(Beginning of Text passage)
Sweden's Henrik Stenson makes his birdie putt on the 18th green during his final round 63 to win the Championship. Image Credit: AFP

Dubai: Friends of Mike Gerbich, who died of cancer aged 74 last week, say memories of the former Emirates Golf Club captain helped spur Henrik Stenson to his first Major victory in the British Open Championship at Troon on Sunday.

Stenson, who lived in Dubai for almost a decade until 2012, carded a record lowest Major-winning score of 20-under-par to finish two shots clear of Phil Mickelson, before dedicating his victory to his friend and mentor Gerbich, who was himself a fellow former resident in the emirate from 1989 to 2009.

“He was one of the real good guys back in Dubai,” said Stenson, who wore a black ribbon in his hat in honour of the American.

“I’ve known him for many, many years, and he was a very keen golfer and a great man,” added the Swede. “He’s been battling cancer for a long time, but I had news on Tuesday that the end was near, and unfortunately he passed away on Wednesday over in the US.

“He’s always been there as a big supporter of mine, and in good days and bad days he’s always sent me messages and been out at events. This one is dedicated to him, for sure. I felt like he was there with me this week.”

Rodney Bogg, who was the founding manager of Emirates Golf Club, and in charge from 1987 to 1993, said: “I’ve no doubt whatsoever that Mike helped inspire Henrik to victory. There’s even a comment on Facebook that asks: ‘Did Mike blow that last putt in Henrik?’

“That Henrik felt it appropriate to mention Mike in the prize giving of a Major is a massive tribute. Not many are bestowed with that honour, I’ve certainly never seen it in all my years in golf and it just sums up how highly regarded Mike was and what a great guy Henrik is.”
(End of Text passage)
**Explore the material**
1) In the article about Henrik Stenson's British Open win, what did Stenson wear in his hat to honor Mike Gerbich?
2) Name every person mentioned by name in the article about Henrik Stenson's British Open win.
3) Go on with the article about Henrik Stenson's British Open win, starting after its final quotation.
None of this work needs the data.
(Beginning of Dataset content)
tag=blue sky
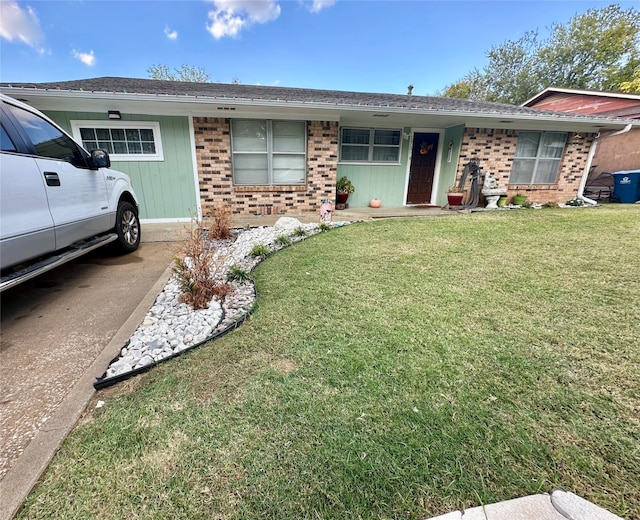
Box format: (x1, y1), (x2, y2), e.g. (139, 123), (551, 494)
(End of Dataset content)
**Answers to the problems**
1) A black ribbon.

2) Henrik Stenson, Mike Gerbich, Phil Mickelson, Rodney Bogg

3)
James Williams, who was the head professional at Emirates Golf Club from 1987 to 1997, said: “Mike was a fabulous guy who was the life and soul of the golf club. It needed members like him to bind everyone, of all different nationalities, together. He was one of, if not the, best members in my 45 years of golf.

“Henrik would have met him at the club earlier on in his career when he didn’t have much money and Mike would have put him up at his house because that’s the sort of thing Mike did.”

He added: “I think Mike’s passing hit Henrik quite hard, and with thoughts of him in his mind, it inspired him to finally get over the line in a Major.”

Surender Singh Kandhari, another former Emirates Golf Club captain, also worked alongside Gerbich at General/Continental Tyres, and was instrumental in bringing him to Dubai as the firm’s general manager.

Kandhari said: “He asked: ‘Is there a golf club’ and I said: ‘yes’. Emirates Golf Club had just opened in 1987, so he came over, we played a round of golf and he said: ‘I’m staying’.

“They made him captain not long after that and he became the most popular guy on the local golf scene, everyone misses him. He was fun loving, happy-go-lucky and he was the same in the office as well, always buying samosas for everyone, a good soul and a good human being who felt like a family member.”

Chris May, chief executive officer of Dubai Golf, said a gathering was organised at Emirates Golf Club for friends who couldn’t make Gerbich’s funeral in Arizona on Saturday. May confirmed an annual memorial match would be added to the club’s calendar to honour Gerbich’s contribution to local golf.

Gerbich is survived by his wife Francie and two sons Cuyler and Kashe.